#### SUPPLIED TEXT

— begin —

Deconstructing the gun debate (Part 2)

This is a continuation of my previous post on a discussion on guns and violence in the United States. Read Part 1 here. As I mentioned there, I used to be for gun control legislation. A lot of this is the data that convinced me it was not a viable solution to the problem of violence.

This second part will be more about crime. Because they have no stake in influencing public policy (making them as unbiased as possible), I will be using primarily (but not only) data from the FBI’s Universal Crime Reporting system, the CDC, and the Bureau of Justice Statistics.

Because both organizations do have a stake in policy, I will not be including anything from either the NRA or the Brady Campaign. There will be no sarcasm, scare tactics, or hyperbole. These are things I believe are having a negative effect on the ability of Americans to have an honest political discussion in general.

I will also not be comparing violent crime in the United States to that of any other country. There are too many factors involved in the causes of violent crime to be able to provide an honest comparison.

As the final piece to this boilerplate, what’s actually being discussed has to be determined. Using the sources I listed above, we run into a sort of reporting bias. It isn’t strictly so, but the data on crime is aggregated from crimes that were reported. Historically, certain types of crimes (non-fatal and sexual assaults, for example), aren’t always reported and so there isn’t much data on those. The BJS tries to capture that information using the National Crime Victimization Survey, designed to find out about crimes never reported to police.  That said, the CDC, FBI, and BJS are still the most complete sources available for unbiased crime and mortality information.

So what are we talking about here? Well, most of the time, people are focusing on violent crime deaths involving firearms, so that’s what I’ll focus this discussion on. Murders and non-negligent manslaughter are a good place to start because they generally aren’t subject to quite the same reporting bias as other assaults. I’m going to set aside negligent deaths because those aren’t statistically significant in either direction and suicide  because that merits its own discussion entirely.

The first thing to look at here is the FBI overview of crime between 1991-2010, found here.

— end —

#### RECORDS SHOWN
— begin —

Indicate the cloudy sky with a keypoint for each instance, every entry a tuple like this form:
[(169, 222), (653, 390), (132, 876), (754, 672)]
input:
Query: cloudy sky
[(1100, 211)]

— end —

#### EXERCISE INSTRUCTIONS
1. Please retype the gun debate post from "I will also" to "and mortality information.".
2. In one to three sentences, explain why the gun debate post treats "Murders and non-negligent manslaughter" as a good place to start.

#### FULL SOLUTIONS
1.
I will also not be comparing violent crime in the United States to that of any other country. There are too many factors involved in the causes of violent crime to be able to provide an honest comparison.

As the final piece to this boilerplate, what’s actually being discussed has to be determined. Using the sources I listed above, we run into a sort of reporting bias. It isn’t strictly so, but the data on crime is aggregated from crimes that were reported. Historically, certain types of crimes (non-fatal and sexual assaults, for example), aren’t always reported and so there isn’t much data on those. The BJS tries to capture that information using the National Crime Victimization Survey, designed to find out about crimes never reported to police.  That said, the CDC, FBI, and BJS are still the most complete sources available for unbiased crime and mortality information.

2. They generally aren't subject to quite the same reporting bias as other assaults. Crime data is aggregated from reported crimes, and some types, such as non-fatal and sexual assaults, aren't always reported.